-- TEXT BLOCK --

In response to low caloric intake, SIRT3 activates a vast array of proteins (Figure 4) associated with the Krebs cycle (tricarboxylic acid cycle), fatty acid oxidation, amino acid metabolism, and the ETC. To promote Krebs cycle activity, SIRT3 deacetylates and activates both IDH2 and succinate dehydrogenase A (SdhA). Interestingly, SdhA is also a component of the ETC, thus suggesting SIRT3 plays a role in increased respiratory complex II activity. In one study, SIRT3 KO mice exhibited a 30% reduction in complex II activity in BAT (Finley et al., 2011). SIRT3 also deacetylates NDUFA9, a subunit of NADH dehydrogenase (complex I), further enhancing ETC activity. In support of this idea, SIRT3 KO mice exhibited less complex I respiration activity. Furthermore, Sirt3(-/-) mouse embryonic fibroblast (MEF) cells exhibited a 30% reduction in ATP levels (Ahn et al., 2008).
The use of amino acids for energy also becomes important during starvation conditions. SIRT3 deacetylates and activates glutamate dehydrogenase (GDH), promoting the conversion of glutamate to α-ketoglutarate, which can enter the Krebs cycle (Schlicker et al., 2008; Verdin et al., 2010; Dong et al., 2012). Additionally, SIRT3 deacetylates and activates ornithine transcarbamoylase (OTC), a critical enzyme in the urea cycle. Activation of the urea cycle could aid in amino acid catabolism during fasting conditions (Hallows et al., 2011). Remarkably, Sirt3(-/-) MEFs exhibit accumulation of many amino acids, indicating a defect in amino acid catabolism (Hebert et al., 2013).
The large amount of acetate released into the blood stream by liver cells under fasting conditions is utilized mainly by the heart and skeletal muscle. These tissues express acetyl-CoA synthetase 2 (ACS2), an enzyme which catalyzes the ligation of acetate and CoA to form acetyl-CoA for use in energy production (Fujino et al., 2001). SIRT3 directly deacetylates and activates ACS2 in mitochondria, thereby promoting this process (Hallows et al., 2006; Schwer et al., 2006). Ketone body formation is also regulated by SIRT3 during fasting. SIRT3 deacetylates 3-hydroxy-3-methylglutaryl CoA synthase 2 (HMGCS2), elevating its activity and enhancing β-hydroxybutyrate production (Shimazu et al., 2010). Additionally, SIRT3 promotes the use of triacylglycerols in the liver by deacetylating and activating long-chain acyl co-enzyme A dehydrogenase (LCAD). Interestingly, mice lacking Sirt3 exhibit accumulation of fatty acid oxidation intermediates and triacylglycerols in the liver (Hirschey et al., 2010).

Region pointing data
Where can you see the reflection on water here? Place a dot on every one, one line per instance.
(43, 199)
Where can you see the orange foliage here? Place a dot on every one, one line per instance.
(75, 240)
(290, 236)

-- WHAT THE EXERCISE ASKS --
Answer these questions from the SIRT3 text:
(a) How much lower was complex II activity in BAT of SIRT3 KO mice?
(b) Glutamate dehydrogenase turns glutamate into what?
(c) Which tissues mainly use the acetate that liver cells release into the blood during fasting?

-- RESULT --
(a) 30%
(b) α-ketoglutarate
(c) The heart and skeletal muscle